## TEXT UNDER STUDY

※ ※ ※

6 New Ideas for Celebrating St Valentine (and his day) with Your Kids

6 New Ideas for Celebrating St Valentine (and his day) with Your Kids February 6, 2015

If you want to do it the regular way, go to Godiva. If not, read on!

Valentine’s Day is next weekend, and all over Pinterest the moms are looking for cute new ways to celebrate with their kids and out-craft the other moms. While they’re fawning over origami hearts and do-it-yourself glitter chalk, why not go a more traditional route? Glitter gets everywhere and chocolate is gross (I can’t be the only one who thinks so, right?), but ancient bloody martyrs never go out of style.

Instead of pasting doilies and shaking on glitter, why not:

1) Regale the children with tales of St Valentine’s imprisonment before imposing a prison diet fast of bread and waterbefore dragging your kids off to Confession. Nothing says “I love you” quite like forced starvation and being reminded that they’re big ol’ sinners.

By Heinz-Josef Lücking (Own work) [CC BY 3.0 (http://creativecommons.org/licenses/by/3.0)], via Wikimedia Commons
If they whine about wanting lunch, remind them that St Valentine never complained about a lack of food and neither should they. (Then have mercy on them with something simple like a grilled cheese sandwich. There’s no fancy stuff in prison. Cut it into a heart with a cookie cutter if you’re feeling ambitious.)

2) Introduce your kids to arts and crafts straight out of the Middle Ages with Skeleton Decorating!

This is one of four skeletons claiming to be those of St Valentine. Isn’t he fabulous? (Copyright Paul Koudounaris from his book Heavenly Bodies)

Dig up a skeleton template from Halloween and use jewels, sequins, beads, and stickers (anything but glitter which gets everywhere!) to remind yourselves of the glory that awaits saints in Heaven. (Seriously. That’s why the Middle Ages people did it.)

3) St Valentine wasn’t just beheaded, he was stoned and beaten with sticks first. Hand the kids some pool noodles and send them out into the back yard in homage to his sacrifice. Throw balled up socks at each other if you want to add stoning to your “stick” pummeling.  Please note that I do not endorse using real sticks, real rocks, or real beheadings.

As an added bonus, your little saints will be all tuckered out and ready to play…

4) Catacombs!

※ ※ ※

Collected data:
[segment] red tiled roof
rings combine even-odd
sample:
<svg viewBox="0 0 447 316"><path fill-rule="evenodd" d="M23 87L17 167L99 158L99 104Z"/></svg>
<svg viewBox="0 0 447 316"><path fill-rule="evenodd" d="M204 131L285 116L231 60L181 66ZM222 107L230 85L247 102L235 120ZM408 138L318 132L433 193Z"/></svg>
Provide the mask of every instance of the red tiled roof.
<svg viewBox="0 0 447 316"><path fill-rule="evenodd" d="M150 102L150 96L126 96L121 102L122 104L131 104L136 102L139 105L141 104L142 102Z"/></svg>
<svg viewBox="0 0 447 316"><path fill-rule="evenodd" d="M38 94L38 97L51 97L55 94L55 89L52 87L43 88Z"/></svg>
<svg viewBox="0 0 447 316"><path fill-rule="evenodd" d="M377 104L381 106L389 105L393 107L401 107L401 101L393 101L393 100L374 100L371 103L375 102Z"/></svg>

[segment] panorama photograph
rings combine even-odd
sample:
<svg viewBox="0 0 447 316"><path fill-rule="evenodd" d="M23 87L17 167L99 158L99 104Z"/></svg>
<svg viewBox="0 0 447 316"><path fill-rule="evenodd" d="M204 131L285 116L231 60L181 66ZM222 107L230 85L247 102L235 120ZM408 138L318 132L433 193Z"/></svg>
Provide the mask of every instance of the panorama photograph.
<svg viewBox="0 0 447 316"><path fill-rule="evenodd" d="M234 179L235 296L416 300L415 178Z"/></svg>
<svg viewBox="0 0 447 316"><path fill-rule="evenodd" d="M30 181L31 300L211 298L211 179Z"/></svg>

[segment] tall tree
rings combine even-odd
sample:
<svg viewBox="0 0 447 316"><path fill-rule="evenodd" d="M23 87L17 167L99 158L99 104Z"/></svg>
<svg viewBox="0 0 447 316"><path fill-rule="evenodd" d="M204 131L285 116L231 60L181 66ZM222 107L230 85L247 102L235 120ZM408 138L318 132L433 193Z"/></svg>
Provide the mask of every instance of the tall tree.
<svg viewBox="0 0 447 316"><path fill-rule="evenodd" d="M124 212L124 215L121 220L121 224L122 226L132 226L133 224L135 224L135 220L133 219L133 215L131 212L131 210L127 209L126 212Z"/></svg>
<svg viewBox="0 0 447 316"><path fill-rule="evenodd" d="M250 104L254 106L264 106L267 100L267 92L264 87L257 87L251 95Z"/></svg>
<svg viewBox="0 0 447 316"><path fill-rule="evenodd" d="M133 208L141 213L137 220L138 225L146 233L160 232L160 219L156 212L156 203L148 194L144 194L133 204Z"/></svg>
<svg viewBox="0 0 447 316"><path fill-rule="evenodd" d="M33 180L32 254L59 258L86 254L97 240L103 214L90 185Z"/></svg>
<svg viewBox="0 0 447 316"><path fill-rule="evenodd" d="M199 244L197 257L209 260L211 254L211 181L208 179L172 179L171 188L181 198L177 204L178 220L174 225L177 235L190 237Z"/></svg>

※ ※ ※

According to the Valentine's Day post, what was done to St Valentine before he was beheaded?

## RESPONSE TO THE EXERCISE
He was stoned and beaten with sticks.